### SUPPLIED TEXT
══════

# Soon our new V is coming



## trevor1000

Hello everyone, 
I suppose the "Total time logged in: 1 days, 10 hours and 27 minutes." with no posts, does in fact make me a lurker, until now.
6 days until we get our boy and we can't be more excited.
We are in Ontario, Canada
Here is a video our breeder put together for us.
They seem to like what they are doing ha ha

http://youtu.be/G-K2HzpJH9c

The video made me laugh, and the puppies are rather handsome _devils_. haha (pun intended)
Good thing none of them like to bite and pull things. ha ha 


Trevor


----------



## GarysApollo

That poor blanket!


----------



## einspänner

haha, someone had fun making that! A new vizsla puppy would make for a good horror movie. 
Read in deep trailer narrator voice:
It's in your home. It's howls are worse than a banshee. It's bites worse than a shark. No matter where you run or where you hide, it will be there. ATTACK OF THE VELCRO VIZSLA! Coming to theaters near you. No animals were harmed in the making of this film, but humans most certainly were.


----------



## trevor1000

yes the breeder seems great, we went for a visit to see all the puppies and its a nice place.
There were 5 female and 5 male puppies.
You can go there to bird hunt with their dogs or you can use your own dog.
They buy their birds and you pay for the amount of birds you want to be let loose on their 300 or so acres.
I will be making a trip next year.

══════

### SHORT EXERCISE A
Quote the forum thread word for word from "Read in deep" to "your own dog.".
### SHORT EXERCISE B
According to the forum thread, how many female and how many male puppies were at the breeder's?
The items that come next were taken from a separate source.

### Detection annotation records
══════

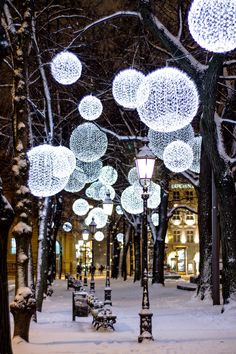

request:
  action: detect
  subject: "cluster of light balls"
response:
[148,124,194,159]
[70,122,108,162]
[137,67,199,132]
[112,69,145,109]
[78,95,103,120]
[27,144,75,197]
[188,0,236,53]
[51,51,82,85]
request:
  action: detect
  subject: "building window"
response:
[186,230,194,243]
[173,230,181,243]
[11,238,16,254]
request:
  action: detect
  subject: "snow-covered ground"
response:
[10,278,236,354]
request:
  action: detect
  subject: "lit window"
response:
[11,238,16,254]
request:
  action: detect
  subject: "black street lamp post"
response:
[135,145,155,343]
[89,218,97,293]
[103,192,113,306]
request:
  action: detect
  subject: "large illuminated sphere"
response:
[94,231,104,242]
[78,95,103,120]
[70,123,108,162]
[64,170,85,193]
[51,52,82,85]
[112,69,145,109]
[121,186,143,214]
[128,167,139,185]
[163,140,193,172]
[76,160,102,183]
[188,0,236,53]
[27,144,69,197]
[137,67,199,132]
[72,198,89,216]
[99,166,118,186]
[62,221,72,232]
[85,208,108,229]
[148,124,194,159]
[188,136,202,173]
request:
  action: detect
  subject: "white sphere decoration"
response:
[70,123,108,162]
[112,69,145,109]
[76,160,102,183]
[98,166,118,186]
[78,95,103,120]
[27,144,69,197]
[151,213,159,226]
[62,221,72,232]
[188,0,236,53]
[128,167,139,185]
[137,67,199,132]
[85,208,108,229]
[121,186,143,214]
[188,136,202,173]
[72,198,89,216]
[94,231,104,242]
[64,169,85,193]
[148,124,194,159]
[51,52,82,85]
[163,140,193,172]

══════

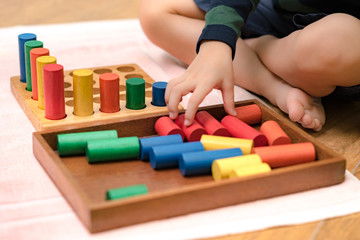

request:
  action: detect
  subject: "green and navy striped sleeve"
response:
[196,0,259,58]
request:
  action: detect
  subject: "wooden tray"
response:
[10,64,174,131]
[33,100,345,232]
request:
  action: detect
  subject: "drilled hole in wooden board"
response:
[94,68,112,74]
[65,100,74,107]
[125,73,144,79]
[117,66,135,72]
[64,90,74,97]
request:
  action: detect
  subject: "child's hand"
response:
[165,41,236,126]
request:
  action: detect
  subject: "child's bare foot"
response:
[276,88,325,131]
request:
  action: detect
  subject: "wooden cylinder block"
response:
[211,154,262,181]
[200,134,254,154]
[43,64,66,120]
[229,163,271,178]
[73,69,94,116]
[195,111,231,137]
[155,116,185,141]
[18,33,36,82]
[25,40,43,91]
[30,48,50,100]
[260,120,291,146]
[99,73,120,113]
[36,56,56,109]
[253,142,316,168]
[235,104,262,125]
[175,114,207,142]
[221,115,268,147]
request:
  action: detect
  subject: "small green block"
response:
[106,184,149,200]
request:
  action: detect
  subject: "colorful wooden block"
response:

══════

### TASK ANSWER A
Read in deep trailer narrator voice:
It's in your home. It's howls are worse than a banshee. It's bites worse than a shark. No matter where you run or where you hide, it will be there. ATTACK OF THE VELCRO VIZSLA! Coming to theaters near you. No animals were harmed in the making of this film, but humans most certainly were.


----------



## trevor1000

yes the breeder seems great, we went for a visit to see all the puppies and its a nice place.
There were 5 female and 5 male puppies.
You can go there to bird hunt with their dogs or you can use your own dog.

### TASK ANSWER B
There were five female and five male puppies.